▶ Exercise directions: How many lines of the records contain the string "water"? Reply with the number alone.

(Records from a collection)
'''

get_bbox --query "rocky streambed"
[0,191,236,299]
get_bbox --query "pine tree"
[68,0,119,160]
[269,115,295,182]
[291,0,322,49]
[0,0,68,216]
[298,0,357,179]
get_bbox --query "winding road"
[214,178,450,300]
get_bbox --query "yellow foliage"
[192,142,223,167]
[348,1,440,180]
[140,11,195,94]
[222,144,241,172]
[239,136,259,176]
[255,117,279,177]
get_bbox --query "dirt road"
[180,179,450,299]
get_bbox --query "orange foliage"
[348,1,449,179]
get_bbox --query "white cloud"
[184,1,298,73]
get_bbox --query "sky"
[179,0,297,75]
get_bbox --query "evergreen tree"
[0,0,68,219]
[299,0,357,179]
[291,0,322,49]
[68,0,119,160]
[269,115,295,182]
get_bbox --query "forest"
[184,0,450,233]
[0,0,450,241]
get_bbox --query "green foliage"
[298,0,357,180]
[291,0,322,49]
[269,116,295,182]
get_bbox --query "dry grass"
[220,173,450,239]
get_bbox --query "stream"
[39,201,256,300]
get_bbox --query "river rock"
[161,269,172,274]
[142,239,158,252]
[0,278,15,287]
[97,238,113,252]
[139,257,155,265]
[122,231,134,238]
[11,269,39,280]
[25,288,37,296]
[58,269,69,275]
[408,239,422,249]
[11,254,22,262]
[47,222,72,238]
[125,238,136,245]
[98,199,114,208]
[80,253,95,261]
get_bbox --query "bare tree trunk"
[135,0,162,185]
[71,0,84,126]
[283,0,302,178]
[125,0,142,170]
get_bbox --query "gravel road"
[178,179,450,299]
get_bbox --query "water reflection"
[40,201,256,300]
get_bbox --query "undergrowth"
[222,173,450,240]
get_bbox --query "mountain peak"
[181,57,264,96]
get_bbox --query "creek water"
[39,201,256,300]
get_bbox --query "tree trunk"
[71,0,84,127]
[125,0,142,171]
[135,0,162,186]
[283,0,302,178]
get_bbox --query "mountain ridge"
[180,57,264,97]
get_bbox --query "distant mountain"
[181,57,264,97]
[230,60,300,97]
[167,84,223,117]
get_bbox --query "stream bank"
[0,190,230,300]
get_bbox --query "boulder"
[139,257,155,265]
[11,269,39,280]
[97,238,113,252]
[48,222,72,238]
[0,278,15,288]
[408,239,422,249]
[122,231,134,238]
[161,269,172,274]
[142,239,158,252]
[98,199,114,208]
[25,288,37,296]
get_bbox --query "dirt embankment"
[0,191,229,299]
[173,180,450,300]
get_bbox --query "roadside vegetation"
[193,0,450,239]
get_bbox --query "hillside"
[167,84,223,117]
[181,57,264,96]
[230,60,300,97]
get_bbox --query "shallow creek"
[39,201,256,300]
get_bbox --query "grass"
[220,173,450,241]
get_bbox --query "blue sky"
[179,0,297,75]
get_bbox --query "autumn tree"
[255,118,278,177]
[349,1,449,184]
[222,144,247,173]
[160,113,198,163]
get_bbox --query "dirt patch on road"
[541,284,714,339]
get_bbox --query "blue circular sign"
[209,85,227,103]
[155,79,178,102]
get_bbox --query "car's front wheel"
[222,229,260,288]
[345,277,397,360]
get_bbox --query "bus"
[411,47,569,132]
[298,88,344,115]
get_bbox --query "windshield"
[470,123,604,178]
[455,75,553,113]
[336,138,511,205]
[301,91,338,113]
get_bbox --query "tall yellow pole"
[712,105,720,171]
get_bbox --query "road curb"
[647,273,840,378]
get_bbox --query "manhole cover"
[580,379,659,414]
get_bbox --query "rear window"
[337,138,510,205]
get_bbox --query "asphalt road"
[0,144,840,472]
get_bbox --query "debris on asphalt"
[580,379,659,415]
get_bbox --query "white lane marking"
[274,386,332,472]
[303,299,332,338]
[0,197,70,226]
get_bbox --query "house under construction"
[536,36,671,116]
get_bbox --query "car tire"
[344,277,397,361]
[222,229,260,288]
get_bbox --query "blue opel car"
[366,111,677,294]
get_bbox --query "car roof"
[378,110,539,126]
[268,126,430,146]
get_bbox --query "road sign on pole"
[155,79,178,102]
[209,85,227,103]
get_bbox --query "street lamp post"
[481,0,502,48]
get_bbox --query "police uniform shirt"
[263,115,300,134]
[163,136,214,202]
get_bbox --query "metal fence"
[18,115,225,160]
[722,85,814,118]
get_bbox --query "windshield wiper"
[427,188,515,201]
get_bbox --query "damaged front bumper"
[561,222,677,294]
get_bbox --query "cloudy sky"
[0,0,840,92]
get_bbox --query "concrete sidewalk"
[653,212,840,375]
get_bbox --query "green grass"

'''

▶ Response to this exercise: 2